Goal of the exercise =
Please convert the rows below, starting with the line that contains "Task: indicate the small" and going on through the line that contains "[(606, 557), (39, 556), (352, 485), (501, 488)]", into a two-column CSV with the headers instruction and points, one line per row, each field quoted and with line breaks turned into spaces. Leave the pictures out of the result.

Entries shown =
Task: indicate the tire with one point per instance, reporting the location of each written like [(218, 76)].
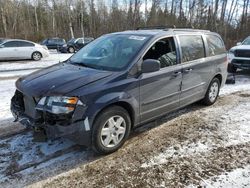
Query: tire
[(212, 92), (71, 49), (110, 130), (36, 56), (231, 68)]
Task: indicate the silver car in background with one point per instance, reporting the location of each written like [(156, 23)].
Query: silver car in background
[(14, 49)]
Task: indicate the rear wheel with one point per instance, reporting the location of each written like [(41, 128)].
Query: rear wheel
[(212, 92), (110, 130), (36, 56), (71, 49)]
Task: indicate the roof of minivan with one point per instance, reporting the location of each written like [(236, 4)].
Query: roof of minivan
[(155, 32)]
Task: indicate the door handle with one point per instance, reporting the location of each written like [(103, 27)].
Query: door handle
[(188, 70), (175, 74)]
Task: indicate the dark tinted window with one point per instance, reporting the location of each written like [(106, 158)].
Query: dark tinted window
[(215, 45), (11, 44), (25, 44), (163, 50), (192, 47)]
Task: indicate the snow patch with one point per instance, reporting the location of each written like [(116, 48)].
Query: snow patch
[(236, 179)]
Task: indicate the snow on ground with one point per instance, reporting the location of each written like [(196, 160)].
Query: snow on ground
[(238, 178), (19, 68), (30, 64), (235, 131)]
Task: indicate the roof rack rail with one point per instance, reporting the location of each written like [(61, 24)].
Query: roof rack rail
[(156, 27), (190, 29)]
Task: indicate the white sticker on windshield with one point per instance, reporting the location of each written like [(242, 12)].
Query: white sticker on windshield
[(137, 37)]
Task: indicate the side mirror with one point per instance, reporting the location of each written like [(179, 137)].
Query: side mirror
[(150, 65)]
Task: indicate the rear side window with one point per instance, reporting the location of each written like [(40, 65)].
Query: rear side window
[(215, 45), (11, 44), (25, 44), (192, 47)]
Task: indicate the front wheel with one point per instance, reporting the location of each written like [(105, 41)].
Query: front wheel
[(36, 56), (110, 130), (212, 92)]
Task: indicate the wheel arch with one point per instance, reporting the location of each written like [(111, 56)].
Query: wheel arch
[(219, 76), (125, 105)]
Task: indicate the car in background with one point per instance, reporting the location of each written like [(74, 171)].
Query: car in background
[(239, 56), (54, 43), (75, 44), (14, 49)]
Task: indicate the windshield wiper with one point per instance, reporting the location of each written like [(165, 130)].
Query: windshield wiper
[(81, 64)]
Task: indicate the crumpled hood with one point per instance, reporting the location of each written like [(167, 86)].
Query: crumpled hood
[(58, 80)]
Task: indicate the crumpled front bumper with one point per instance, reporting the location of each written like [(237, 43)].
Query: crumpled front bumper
[(243, 63), (77, 131)]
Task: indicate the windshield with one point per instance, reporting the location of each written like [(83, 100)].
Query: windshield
[(110, 52), (246, 41)]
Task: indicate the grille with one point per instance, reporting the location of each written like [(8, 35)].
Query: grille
[(242, 53)]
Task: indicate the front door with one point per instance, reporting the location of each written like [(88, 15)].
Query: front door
[(196, 69), (160, 91), (9, 50)]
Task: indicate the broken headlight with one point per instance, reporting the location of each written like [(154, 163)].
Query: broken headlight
[(58, 104)]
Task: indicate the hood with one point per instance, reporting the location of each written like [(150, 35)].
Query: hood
[(241, 47), (58, 80)]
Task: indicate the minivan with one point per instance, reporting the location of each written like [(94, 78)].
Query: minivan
[(121, 81)]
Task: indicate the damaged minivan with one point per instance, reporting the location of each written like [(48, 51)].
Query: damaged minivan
[(120, 81)]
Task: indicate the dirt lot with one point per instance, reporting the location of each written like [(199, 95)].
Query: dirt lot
[(195, 146)]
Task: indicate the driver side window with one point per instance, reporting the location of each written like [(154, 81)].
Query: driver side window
[(164, 50)]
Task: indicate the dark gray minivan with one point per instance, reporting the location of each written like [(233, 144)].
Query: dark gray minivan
[(120, 81)]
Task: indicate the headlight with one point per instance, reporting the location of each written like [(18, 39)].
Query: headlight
[(231, 51), (58, 104)]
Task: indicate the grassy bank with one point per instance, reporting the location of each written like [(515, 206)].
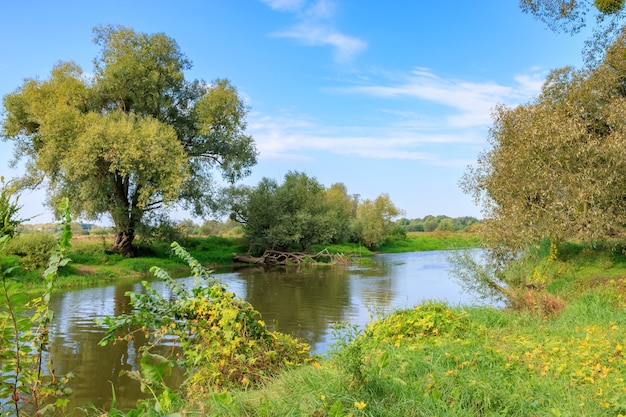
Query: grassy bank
[(92, 264), (436, 360)]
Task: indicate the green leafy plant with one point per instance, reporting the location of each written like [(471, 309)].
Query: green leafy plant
[(25, 338), (34, 249), (223, 341)]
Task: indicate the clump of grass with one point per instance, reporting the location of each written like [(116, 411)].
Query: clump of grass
[(479, 361)]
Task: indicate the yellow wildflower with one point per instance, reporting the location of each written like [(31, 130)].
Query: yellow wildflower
[(360, 405)]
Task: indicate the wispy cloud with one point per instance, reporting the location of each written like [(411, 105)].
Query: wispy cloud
[(314, 27), (460, 122), (470, 102)]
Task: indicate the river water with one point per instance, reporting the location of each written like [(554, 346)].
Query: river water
[(305, 303)]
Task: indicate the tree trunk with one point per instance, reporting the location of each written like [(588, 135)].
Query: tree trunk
[(124, 243)]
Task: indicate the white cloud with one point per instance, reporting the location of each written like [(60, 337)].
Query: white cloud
[(314, 27), (451, 136), (284, 5), (346, 48), (471, 101)]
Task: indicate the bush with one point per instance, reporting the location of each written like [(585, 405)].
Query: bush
[(34, 249)]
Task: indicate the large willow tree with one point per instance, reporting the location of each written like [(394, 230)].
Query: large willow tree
[(557, 166), (133, 137)]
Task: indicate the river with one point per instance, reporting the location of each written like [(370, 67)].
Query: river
[(305, 303)]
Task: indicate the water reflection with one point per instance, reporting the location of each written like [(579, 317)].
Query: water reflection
[(303, 302)]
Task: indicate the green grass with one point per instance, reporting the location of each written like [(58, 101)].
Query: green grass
[(478, 361), (436, 360), (422, 241)]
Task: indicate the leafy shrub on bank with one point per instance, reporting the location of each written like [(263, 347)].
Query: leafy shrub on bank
[(34, 249), (223, 340)]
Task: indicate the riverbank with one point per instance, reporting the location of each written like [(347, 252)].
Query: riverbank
[(92, 264), (439, 360)]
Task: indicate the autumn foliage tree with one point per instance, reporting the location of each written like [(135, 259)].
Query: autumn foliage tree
[(132, 138), (556, 167), (605, 18)]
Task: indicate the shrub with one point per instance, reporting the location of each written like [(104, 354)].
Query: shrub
[(224, 342), (34, 249)]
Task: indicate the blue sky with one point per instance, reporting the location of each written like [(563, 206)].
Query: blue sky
[(385, 97)]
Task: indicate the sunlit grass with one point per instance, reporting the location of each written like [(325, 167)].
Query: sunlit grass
[(458, 362)]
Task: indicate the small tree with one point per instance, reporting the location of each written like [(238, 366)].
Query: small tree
[(374, 220)]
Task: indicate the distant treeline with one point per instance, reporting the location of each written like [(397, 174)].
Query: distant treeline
[(439, 223)]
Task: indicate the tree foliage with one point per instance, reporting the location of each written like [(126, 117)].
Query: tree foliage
[(557, 165), (133, 138), (571, 16), (9, 208), (301, 212), (374, 220)]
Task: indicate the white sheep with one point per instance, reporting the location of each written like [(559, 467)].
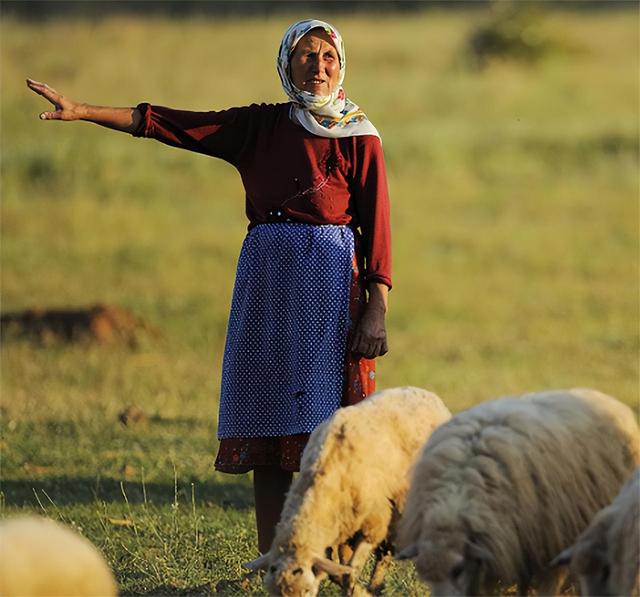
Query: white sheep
[(606, 557), (39, 556), (352, 485), (501, 488)]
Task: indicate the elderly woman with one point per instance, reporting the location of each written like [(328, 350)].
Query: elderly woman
[(310, 297)]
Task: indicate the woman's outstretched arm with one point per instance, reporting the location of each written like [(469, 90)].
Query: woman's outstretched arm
[(119, 119)]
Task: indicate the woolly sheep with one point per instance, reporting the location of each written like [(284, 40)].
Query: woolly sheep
[(606, 557), (39, 556), (504, 486), (352, 485)]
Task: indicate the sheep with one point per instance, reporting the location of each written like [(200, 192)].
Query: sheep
[(502, 487), (352, 485), (39, 556), (606, 557)]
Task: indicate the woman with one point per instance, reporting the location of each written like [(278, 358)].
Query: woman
[(310, 298)]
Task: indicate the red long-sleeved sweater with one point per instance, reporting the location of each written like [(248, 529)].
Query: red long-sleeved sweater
[(288, 172)]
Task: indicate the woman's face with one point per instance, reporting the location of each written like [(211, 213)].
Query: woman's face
[(315, 66)]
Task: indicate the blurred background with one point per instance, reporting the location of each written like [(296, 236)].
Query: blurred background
[(510, 131)]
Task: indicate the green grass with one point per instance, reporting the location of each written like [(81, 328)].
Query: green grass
[(515, 225)]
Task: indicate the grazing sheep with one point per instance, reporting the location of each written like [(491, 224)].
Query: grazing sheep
[(502, 487), (352, 486), (606, 557), (39, 556)]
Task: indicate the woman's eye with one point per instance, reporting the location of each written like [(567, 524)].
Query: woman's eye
[(456, 571)]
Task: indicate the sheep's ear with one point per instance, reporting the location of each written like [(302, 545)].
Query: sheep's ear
[(330, 567), (408, 553), (563, 558), (260, 563)]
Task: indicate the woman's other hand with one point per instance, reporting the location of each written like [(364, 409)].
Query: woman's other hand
[(370, 336), (119, 119), (65, 109)]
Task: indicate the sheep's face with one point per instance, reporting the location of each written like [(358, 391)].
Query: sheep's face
[(451, 564), (290, 577)]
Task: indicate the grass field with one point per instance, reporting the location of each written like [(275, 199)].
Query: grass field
[(515, 222)]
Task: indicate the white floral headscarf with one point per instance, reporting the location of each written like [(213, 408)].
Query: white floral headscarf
[(323, 115)]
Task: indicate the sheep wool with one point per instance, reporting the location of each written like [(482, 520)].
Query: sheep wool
[(606, 557), (39, 556), (503, 487), (352, 486)]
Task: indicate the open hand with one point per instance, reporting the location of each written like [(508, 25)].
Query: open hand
[(65, 109)]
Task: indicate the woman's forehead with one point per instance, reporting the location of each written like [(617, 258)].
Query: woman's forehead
[(311, 36)]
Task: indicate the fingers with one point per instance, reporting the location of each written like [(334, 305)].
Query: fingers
[(369, 348), (57, 115), (44, 90)]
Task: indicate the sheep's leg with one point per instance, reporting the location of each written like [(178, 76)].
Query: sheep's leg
[(384, 557), (361, 551), (551, 583)]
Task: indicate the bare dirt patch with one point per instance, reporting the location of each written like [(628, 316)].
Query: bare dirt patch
[(101, 324)]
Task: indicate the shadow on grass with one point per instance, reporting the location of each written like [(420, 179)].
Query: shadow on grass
[(168, 590), (64, 491)]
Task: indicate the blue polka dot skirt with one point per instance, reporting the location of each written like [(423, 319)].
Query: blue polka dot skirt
[(283, 368)]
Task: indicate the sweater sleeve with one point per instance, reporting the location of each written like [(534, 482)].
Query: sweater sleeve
[(223, 134), (371, 201)]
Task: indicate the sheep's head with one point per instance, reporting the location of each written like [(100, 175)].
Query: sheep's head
[(288, 574), (451, 562)]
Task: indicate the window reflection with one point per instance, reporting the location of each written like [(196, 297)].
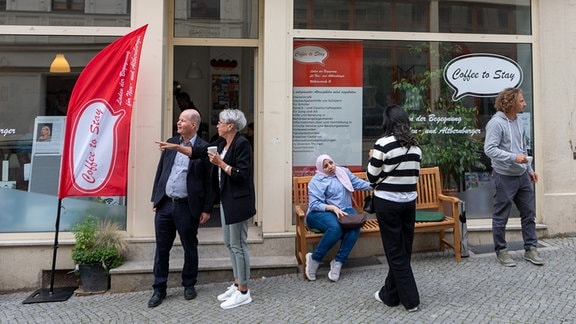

Task answer =
instruction,points
"Task: indicate the small tree with one point per instance, reporting the location of each written like [(238, 366)]. Query: small tree","[(374, 220)]"
"Task: indicate the distant treeline with one point per instance, reporting the location of each written like [(397, 174)]. Query: distant treeline","[(439, 223)]"
"Task: indicate the tree foliage with one point per instance, reporting the location of each written like [(126, 117)]. Query: tree foliage","[(557, 165), (133, 138), (571, 16), (9, 208), (301, 212), (374, 220)]"
"Task: indicate the white sheep with one point per instance, reporting the location of each written like [(559, 467)]. Query: white sheep","[(606, 557), (39, 556), (352, 485), (501, 488)]"